PROVIDED TEXT:
** start **
Food volume estimation (also known as portion size estimation or portion estimation) is a challenging problem as food preparation and consumption process can pose large variations in food shape and appearance. Several image analysis based techniques have been developed for food portion estimation. 3D features are not fully exploited in some of the existing works. In [7] food portion estimation is done via pre-determined serving size classification. In [8] the food image area and the user’s thumb are used as reference for estimation the portion size and in [9] the pixels in each corresponding food segment are counted to determine the portion. To better analyze the food eating scene, other methods attempt to recover 3D parameters of the scene including the use of mobile 3D range finding [10] and stereo vision techniques using multiple images [11, 12, 13]. We feel that either modifying the mobile device or acquiring multiple images of the eating scene is not desirable for users trying to collect information about their diets. Furthermore, a point cloud obtained from a few images using feature based stereo matching is sparse that cannot represent fine details on surfaces that are necessary with food images. Thus, we have focused in our work on techniques that use single images for food portion size estimation [6].

Estimating the volume of an object from a single view is an ill posed inverse problem that requires the use of a priori information. The existing work using single images include the use of pre-defined 3D template matching [14, 15], using prior knowledge of the geometric model [6] and depth map prediction based using a Convolutional Neural Network (CNN) [16, 17]. Template matching using pre-defined 3D models involves manual tuning of model parameters which can cause scaling problems [14, 15]. The points search technique in 3D coordinates does not require manual tuning of parameters [6] hence scaling with many foods will not be an issue. Depth map prediction using CNN requires sufficient images as training data and depth sensors that provide sufficient details.
** end **
TASK DETAILS:
Answer these questions from the food volume estimation text:
(a) What does the method in [8] use as reference for estimating portion size?
(b) Which technique does not require manual tuning of parameters?
(c) What does depth map prediction using a CNN require?

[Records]
** start **
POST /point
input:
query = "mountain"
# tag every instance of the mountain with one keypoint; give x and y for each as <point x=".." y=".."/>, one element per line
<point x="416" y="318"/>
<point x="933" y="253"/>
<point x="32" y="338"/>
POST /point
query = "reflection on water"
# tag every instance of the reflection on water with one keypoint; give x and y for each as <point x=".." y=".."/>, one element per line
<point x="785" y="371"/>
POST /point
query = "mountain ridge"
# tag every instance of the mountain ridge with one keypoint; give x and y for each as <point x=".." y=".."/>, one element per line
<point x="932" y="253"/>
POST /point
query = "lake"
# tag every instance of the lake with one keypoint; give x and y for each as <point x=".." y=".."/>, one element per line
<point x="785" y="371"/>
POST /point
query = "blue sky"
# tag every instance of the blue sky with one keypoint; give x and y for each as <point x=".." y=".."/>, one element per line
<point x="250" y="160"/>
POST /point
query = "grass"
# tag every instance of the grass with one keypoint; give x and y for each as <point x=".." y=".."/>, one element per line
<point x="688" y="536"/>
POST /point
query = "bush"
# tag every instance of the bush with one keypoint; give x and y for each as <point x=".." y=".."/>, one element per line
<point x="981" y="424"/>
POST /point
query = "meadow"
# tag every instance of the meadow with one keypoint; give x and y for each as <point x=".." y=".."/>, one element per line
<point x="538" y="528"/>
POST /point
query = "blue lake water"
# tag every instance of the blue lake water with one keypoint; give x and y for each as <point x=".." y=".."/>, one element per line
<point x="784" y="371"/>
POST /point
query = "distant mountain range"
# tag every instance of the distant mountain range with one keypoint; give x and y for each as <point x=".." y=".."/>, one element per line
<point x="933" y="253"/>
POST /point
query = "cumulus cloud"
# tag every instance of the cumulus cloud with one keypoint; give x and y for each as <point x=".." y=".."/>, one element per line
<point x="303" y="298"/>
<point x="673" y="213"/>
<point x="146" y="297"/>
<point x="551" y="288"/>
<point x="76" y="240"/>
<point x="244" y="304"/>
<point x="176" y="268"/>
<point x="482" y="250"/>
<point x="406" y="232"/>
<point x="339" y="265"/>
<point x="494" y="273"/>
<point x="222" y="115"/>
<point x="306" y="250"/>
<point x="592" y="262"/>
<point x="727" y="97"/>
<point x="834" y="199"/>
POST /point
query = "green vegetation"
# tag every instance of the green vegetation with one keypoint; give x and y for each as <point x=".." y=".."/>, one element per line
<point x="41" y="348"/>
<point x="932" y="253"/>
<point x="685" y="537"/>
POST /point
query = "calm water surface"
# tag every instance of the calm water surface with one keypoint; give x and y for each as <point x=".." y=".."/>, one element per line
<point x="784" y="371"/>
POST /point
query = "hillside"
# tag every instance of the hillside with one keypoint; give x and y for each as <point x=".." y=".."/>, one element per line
** end **
RESPONSE:
(a) The food image area and the user's thumb.
(b) The points search technique in 3D coordinates [6].
(c) Sufficient images as training data and depth sensors that provide sufficient details.